EXERCISE SET
[1] Decide whether each statement agrees with the article on Twitter's IPO pricing, answering yes or no and quoting the words from the article that settle it. (a) Twitter's shares are set to trade on the New York Stock Exchange. (b) Twitter has turned a profit in some of its years in existence. (c) On Monday, Twitter lowered its price range.
[2] Extend the article on Twitter's IPO pricing with a few more paragraphs, picking up after its final sentence.
------ DOCUMENT TEXT
Twitter Prices IPO at $26 a Share

The price values the social media company at more than $18 billion.

Twitter has set a price of $26 for its initial public offering of stock, which means the company's shares can begin trading Thursday on the New York Stock Exchange. 

The price values Twitter at more than $18 billion based on its outstanding stock, options and restricted stock that'll be available after the IPO. That's more than Macy's, which has a market capitalization of $17 billion, and Bed Bath & Beyond, which is around $16 billion.

The pricing means the short messaging service will raise $1.8 billion in the offering, before expenses.

Twitter, which has never turned a profit in its 7 years in existence, had originally set a price range of $17 to $20 per share for the IPO, but that was an obvious lowball designed to temper expectations. It was widely expected that the price range would go higher. Back in August, for example, the company priced some of its employee stock options at $20.62, based on an appraisal by an investment firm and it's unlikely to have lost value since.

On Monday, Twitter raised the price range to $23 and $25 per share, signaling an enthusiastic response from prospective investors. The San Francisco-based company is offering 70 million shares in the IPO, plus an option to buy another 10.5 million. It is set to begin trading Thursday morning under the symbol "TWTR."
------------
------ COLLECTED MATERIAL
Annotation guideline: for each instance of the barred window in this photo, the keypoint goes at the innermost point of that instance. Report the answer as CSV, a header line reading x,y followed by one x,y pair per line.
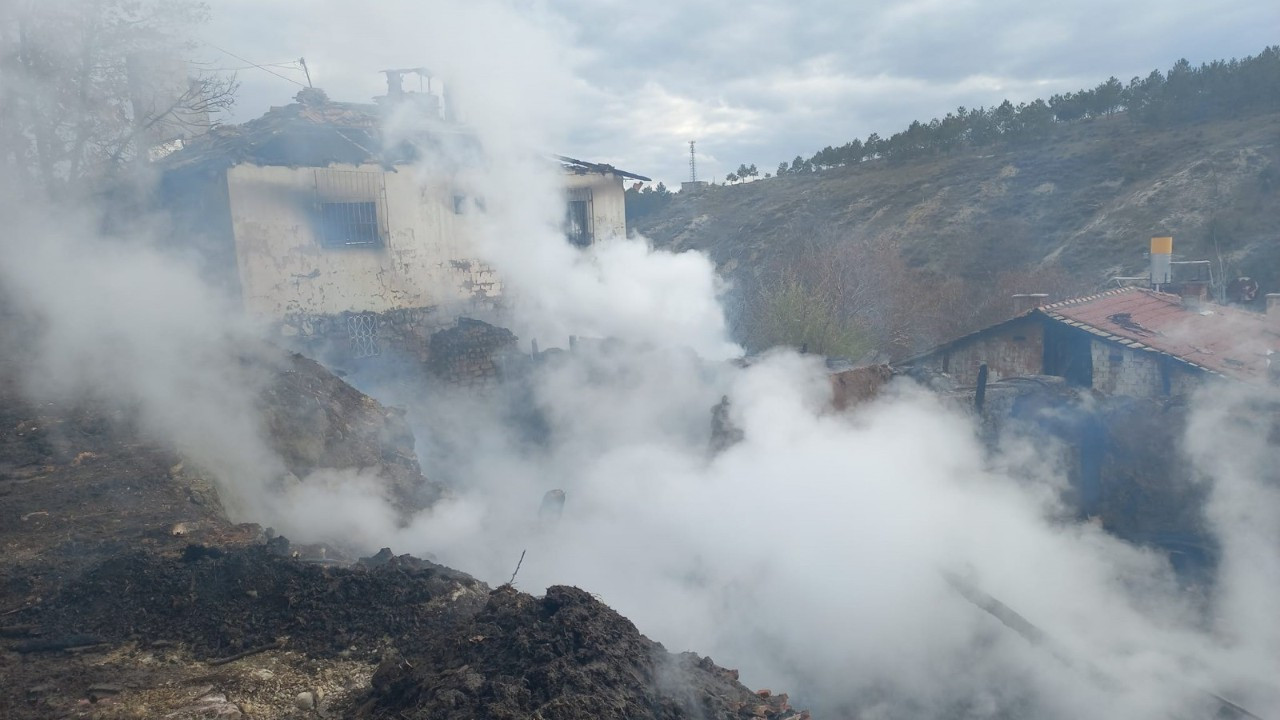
x,y
577,218
351,209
------------
ANSWERS PROVIDED
[1]
(a) Yes: "the company's shares can begin trading Thursday on the New York Stock Exchange."
(b) No: "Twitter, which has never turned a profit in its 7 years in existence"
(c) No: "On Monday, Twitter raised the price range to $23 and $25 per share"

[2]
Twitter's public debut is the most highly-anticipated IPO since Facebook's in May 2012.

But Twitter has valued itself at just a fraction of Facebook and has sought to cool expectations in the months and weeks leading up to the offering. With that, the San Francisco-based company is likely hoping its stock will avoid the fate Facebook's shares, which didn't surpass their IPO price until more than a year after the offering.

Tempering expectations has been a big theme in the weeks leading up to Twitter's IPO. The company has tried to avoid the trouble that plagued Facebook's high-profile IPO nearly 18 months ago. Facebook's public debut was marred by technical glitches on the Nasdaq Stock Exchange in May of 2012. As a result, the Securities and Exchange Commission fined Nasdaq $10 million, the largest ever levied against an exchange. Those problems likely led Twitter to the New York Stock Exchange.

Earlier on Wednesday, Barclays Capital said Twitter had hired it to be its "designated market maker," a critical role when a stock starts trading. A DMM is an experienced trader who supervises the trading of a company's stock on the NYSE. If technical problems arise, the NYSE uses DMMs to bypass electronic trading systems, allowing humans to trade a company's stock. That is not possible on all-electronic stock exchanges such as the Nasdaq.

Twitter got its start 7 years ago, first with Jack Dorsey and then Evan Williams as CEO. Its current chief is Dick Costolo, a former Google executive who once aspired to be a stand-up comedian. On March 21, 2006, Dorsey posted the world's first tweet: "Just setting up my twttr." Noah Glass, who helped create Twitter —but is not mentioned in the company's IPO document — posted the same words just 10 minutes later.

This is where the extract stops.